What you need to do
Please list every line of the records that contains the string "wall", where case counts.

[Pointing entries for labeled objects]
[Begin]

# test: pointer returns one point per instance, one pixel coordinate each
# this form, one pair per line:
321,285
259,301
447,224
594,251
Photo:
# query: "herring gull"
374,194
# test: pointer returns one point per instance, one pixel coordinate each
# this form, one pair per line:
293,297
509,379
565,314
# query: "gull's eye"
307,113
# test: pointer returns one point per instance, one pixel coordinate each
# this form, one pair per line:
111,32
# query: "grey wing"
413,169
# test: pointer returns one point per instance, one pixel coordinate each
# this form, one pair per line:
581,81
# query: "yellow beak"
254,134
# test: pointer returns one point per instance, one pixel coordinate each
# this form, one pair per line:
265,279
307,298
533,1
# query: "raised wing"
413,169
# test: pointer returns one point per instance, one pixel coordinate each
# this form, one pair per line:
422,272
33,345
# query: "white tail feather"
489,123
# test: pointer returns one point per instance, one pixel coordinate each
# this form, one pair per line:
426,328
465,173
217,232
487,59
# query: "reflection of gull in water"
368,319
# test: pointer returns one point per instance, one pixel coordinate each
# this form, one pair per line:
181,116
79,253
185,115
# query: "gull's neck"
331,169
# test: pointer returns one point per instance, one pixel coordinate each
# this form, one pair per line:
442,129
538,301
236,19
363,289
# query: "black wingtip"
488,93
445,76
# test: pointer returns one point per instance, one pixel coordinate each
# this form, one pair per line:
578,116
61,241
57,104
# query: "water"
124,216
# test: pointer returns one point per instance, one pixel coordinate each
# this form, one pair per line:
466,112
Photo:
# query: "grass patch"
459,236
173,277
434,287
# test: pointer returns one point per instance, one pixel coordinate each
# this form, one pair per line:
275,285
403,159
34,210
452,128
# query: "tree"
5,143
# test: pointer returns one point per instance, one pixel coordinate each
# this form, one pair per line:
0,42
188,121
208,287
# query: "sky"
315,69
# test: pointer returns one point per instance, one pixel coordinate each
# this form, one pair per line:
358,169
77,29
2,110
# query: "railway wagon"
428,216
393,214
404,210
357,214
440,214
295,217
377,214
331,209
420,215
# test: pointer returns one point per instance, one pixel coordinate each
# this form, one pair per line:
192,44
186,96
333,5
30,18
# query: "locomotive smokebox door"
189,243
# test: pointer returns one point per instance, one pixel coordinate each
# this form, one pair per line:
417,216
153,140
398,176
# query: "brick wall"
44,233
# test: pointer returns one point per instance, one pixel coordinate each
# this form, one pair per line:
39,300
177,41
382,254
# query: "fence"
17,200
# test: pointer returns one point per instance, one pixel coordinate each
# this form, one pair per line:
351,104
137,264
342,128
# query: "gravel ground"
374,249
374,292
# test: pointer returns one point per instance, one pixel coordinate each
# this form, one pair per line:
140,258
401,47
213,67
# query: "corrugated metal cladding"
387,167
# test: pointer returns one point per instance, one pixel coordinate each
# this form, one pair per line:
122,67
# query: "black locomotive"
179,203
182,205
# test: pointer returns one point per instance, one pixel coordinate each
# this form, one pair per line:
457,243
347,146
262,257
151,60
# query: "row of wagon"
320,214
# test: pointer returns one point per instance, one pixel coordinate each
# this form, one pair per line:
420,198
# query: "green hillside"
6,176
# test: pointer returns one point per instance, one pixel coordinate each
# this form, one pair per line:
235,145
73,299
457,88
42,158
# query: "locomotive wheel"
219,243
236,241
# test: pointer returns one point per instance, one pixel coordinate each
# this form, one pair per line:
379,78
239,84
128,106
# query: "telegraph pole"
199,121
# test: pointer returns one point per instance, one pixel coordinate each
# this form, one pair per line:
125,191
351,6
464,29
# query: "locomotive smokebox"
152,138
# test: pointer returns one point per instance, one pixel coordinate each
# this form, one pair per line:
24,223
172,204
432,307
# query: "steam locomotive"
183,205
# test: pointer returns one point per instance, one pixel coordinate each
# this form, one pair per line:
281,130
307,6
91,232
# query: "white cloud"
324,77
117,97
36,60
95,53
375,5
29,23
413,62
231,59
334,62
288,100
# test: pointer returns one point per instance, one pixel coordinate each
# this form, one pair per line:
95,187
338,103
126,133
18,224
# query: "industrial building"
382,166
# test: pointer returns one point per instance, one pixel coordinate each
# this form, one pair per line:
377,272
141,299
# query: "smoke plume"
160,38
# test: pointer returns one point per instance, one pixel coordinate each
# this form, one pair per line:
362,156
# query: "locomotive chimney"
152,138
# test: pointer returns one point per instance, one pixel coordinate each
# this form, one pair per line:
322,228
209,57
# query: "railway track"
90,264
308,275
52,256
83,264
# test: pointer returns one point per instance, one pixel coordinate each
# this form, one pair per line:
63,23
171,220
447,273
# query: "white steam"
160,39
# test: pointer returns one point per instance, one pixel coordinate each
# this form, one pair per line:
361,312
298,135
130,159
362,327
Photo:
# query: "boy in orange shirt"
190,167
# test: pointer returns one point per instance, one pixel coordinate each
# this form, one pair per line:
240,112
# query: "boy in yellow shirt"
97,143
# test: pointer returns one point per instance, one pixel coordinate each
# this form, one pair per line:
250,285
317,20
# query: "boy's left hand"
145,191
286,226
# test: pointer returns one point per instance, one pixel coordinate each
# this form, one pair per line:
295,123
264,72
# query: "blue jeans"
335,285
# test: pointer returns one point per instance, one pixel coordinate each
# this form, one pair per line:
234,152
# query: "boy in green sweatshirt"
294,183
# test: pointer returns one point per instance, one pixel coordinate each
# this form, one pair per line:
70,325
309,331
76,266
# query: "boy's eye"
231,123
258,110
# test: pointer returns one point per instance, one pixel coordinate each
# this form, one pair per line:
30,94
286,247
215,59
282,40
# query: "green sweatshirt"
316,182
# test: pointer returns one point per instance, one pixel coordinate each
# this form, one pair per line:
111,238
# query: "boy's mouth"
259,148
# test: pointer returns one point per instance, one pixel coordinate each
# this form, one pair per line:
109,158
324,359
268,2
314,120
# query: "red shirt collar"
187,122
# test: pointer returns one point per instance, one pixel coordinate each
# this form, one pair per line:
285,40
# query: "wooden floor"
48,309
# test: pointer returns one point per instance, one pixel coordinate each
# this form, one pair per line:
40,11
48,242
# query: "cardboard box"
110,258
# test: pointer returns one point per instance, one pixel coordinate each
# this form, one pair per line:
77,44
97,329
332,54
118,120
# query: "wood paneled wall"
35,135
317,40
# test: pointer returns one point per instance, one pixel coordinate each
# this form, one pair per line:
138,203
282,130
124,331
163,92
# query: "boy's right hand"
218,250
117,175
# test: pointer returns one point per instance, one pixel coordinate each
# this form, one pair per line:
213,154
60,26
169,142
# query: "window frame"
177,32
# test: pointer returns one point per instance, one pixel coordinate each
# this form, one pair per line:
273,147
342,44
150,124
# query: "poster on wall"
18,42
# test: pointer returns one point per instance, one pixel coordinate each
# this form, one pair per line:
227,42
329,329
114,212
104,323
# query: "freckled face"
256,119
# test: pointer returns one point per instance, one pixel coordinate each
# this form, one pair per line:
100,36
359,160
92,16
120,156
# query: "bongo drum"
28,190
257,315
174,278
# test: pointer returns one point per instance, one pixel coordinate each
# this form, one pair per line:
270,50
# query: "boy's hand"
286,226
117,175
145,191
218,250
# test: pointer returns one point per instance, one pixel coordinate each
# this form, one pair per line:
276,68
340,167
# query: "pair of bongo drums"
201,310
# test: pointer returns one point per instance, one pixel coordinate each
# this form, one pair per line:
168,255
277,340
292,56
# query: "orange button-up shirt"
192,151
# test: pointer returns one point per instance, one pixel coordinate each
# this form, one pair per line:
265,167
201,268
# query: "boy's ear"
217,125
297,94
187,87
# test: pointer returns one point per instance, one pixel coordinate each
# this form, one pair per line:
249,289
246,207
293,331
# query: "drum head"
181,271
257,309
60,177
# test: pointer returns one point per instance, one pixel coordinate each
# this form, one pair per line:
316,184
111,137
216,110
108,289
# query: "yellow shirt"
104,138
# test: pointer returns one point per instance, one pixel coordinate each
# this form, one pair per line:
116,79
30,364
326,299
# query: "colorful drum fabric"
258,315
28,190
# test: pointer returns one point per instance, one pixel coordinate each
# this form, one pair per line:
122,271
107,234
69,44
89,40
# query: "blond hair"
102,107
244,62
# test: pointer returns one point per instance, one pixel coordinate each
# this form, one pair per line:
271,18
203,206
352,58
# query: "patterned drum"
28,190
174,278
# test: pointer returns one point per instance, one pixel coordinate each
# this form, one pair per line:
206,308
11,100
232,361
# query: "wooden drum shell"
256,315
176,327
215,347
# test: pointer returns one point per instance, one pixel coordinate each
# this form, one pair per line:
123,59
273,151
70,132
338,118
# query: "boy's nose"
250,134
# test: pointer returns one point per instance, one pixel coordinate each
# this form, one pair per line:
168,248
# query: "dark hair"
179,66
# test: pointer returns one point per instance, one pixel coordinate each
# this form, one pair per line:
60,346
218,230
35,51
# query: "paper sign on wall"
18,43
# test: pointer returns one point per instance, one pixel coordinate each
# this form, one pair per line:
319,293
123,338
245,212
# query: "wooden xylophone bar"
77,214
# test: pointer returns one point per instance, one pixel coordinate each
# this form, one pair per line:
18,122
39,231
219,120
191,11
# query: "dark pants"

[End]

Output of the task
# query: "brick wall"
# query: "wood paneled wall"
# query: "poster on wall"
# query: "paper sign on wall"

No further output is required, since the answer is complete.